What needs to be done. Can you retype the records, unchanged and line for line, from the line containing "the green foliage" down through the final line of the records, with both of those lines included?

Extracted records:
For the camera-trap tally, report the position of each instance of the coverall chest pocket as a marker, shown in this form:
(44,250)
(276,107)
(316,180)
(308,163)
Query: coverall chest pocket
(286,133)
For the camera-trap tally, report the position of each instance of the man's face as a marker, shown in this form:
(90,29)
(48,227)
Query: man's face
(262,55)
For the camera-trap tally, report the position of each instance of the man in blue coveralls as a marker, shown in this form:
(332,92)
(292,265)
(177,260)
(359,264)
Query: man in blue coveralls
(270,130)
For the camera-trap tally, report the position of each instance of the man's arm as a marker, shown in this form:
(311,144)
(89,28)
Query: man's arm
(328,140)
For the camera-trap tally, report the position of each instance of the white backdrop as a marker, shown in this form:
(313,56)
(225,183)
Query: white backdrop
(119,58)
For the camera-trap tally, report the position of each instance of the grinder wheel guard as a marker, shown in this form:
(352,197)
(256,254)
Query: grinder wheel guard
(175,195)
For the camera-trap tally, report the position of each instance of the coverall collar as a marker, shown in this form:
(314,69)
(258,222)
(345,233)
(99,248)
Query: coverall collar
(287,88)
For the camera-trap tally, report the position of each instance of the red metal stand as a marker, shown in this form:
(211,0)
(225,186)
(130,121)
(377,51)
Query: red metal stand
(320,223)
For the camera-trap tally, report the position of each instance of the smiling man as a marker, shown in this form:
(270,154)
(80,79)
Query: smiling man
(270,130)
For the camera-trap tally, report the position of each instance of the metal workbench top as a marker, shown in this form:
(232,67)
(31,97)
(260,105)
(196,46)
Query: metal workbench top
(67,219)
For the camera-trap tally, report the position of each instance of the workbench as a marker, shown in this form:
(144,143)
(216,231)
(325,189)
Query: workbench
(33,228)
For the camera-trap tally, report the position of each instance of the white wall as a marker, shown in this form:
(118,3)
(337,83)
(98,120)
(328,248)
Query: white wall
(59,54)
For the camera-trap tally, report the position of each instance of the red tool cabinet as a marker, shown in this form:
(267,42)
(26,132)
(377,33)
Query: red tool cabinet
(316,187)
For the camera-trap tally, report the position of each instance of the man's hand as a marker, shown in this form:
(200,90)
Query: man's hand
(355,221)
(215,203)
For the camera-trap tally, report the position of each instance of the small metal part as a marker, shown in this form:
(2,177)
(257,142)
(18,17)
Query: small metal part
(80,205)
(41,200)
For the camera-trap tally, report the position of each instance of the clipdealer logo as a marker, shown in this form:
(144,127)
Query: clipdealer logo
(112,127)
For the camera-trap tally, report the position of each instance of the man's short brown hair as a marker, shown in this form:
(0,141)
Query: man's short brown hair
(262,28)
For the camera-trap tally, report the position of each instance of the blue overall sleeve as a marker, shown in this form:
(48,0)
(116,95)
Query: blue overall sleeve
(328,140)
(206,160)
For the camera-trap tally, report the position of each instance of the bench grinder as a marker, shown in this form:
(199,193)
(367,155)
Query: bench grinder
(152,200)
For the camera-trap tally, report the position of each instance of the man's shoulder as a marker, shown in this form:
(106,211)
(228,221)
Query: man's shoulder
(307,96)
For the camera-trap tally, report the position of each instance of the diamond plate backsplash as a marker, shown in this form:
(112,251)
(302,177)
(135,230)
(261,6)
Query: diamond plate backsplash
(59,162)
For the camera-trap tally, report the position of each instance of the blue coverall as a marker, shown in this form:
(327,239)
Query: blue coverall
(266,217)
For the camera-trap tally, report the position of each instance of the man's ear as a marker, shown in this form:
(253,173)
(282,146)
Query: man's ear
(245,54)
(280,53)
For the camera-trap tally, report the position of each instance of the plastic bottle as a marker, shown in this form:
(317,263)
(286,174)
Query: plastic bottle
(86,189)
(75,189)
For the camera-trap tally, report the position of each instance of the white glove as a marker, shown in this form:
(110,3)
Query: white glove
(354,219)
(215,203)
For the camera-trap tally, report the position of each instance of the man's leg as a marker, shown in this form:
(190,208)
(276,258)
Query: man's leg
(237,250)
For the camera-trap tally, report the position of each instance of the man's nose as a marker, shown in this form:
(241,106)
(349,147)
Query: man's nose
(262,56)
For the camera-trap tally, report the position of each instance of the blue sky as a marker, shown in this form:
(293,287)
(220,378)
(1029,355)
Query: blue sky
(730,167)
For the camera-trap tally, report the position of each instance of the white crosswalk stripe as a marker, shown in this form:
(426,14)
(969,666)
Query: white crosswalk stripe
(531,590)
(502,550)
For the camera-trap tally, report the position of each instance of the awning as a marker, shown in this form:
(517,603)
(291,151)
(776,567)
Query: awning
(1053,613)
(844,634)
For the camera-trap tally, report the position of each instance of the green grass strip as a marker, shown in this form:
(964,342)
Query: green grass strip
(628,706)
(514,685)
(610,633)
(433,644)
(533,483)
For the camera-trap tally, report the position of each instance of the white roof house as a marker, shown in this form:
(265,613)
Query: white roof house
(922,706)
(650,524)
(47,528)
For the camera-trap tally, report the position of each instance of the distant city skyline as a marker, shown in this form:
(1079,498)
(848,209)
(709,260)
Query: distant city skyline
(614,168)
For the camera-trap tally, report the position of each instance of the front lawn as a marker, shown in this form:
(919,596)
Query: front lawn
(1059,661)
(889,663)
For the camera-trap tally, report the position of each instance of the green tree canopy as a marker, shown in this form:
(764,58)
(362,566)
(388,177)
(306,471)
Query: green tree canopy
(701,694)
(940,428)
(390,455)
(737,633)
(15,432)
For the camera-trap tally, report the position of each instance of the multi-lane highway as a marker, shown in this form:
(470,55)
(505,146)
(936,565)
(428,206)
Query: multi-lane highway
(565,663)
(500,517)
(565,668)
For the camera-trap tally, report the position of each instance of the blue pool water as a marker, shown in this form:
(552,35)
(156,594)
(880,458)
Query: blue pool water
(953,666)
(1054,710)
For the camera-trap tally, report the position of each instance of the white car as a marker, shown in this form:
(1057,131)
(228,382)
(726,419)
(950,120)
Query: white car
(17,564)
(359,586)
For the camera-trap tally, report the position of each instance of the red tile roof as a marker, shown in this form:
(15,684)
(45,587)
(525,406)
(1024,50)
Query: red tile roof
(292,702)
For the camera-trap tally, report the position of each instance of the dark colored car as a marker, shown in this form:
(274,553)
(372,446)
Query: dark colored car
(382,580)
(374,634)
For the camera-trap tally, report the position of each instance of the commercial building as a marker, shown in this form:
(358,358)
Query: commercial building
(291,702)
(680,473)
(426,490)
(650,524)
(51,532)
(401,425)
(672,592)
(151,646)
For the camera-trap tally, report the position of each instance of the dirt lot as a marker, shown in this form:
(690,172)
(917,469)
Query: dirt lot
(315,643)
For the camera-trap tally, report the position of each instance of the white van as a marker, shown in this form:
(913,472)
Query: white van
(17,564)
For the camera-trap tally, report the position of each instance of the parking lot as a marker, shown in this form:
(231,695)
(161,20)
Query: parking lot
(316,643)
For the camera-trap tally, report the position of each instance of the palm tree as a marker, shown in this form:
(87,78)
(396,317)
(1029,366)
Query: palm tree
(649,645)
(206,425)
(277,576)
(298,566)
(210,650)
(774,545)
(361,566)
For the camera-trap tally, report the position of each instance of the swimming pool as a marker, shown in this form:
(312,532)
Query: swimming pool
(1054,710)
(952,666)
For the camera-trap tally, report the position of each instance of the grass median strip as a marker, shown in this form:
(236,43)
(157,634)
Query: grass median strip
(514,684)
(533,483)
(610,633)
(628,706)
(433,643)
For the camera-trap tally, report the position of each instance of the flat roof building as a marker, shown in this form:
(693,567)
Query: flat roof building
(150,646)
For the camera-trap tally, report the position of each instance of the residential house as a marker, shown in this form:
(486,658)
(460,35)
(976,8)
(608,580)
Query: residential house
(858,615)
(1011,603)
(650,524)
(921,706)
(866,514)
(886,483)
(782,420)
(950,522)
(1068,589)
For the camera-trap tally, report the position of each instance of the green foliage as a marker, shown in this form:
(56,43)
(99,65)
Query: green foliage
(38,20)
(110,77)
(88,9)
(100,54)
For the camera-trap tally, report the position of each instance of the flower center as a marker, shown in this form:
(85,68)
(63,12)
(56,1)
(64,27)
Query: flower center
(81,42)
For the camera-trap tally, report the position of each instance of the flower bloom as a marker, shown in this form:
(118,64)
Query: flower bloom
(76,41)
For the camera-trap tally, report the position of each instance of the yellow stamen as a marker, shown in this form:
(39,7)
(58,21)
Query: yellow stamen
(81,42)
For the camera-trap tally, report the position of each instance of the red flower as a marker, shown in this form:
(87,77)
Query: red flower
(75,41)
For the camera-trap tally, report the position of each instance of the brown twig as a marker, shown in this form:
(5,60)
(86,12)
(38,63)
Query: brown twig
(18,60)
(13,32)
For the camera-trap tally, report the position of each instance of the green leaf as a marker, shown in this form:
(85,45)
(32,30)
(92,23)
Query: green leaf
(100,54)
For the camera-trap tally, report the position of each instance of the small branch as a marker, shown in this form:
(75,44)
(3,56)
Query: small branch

Result of the task.
For the camera-trap tally, report the position of each instance of the green foliage as a marker, shown in this form:
(56,43)
(99,65)
Query: green foliage
(38,20)
(110,77)
(88,9)
(100,54)
For the camera-trap tally, report the position of each instance of the flower center as a marker, shown in this form:
(85,68)
(63,12)
(56,1)
(64,27)
Query: flower center
(81,42)
For the camera-trap tally, report the position of each instance of the flower bloom as a marker, shown in this form:
(118,64)
Query: flower bloom
(76,41)
For the camera-trap tally, report the position of each instance of the yellow stamen as a marker, shown in this form:
(39,7)
(58,21)
Query: yellow stamen
(81,42)
For the camera-trap tally, report the position of each instance of the red flower as a marker, shown in this form:
(87,77)
Query: red flower
(75,41)
For the camera-trap tally, report the position of each instance of the brown twig as a marker, shown in this form:
(5,60)
(86,12)
(38,63)
Query: brown twig
(18,60)
(13,32)
For the camera-trap tally, report the position of each instance of the green leaf as a marker, shown in this form:
(85,45)
(32,30)
(92,23)
Query: green leaf
(100,54)
For the camera-trap tally, report the position of each instance of the small branch as a marker, shown in this form:
(75,44)
(3,56)
Query: small branch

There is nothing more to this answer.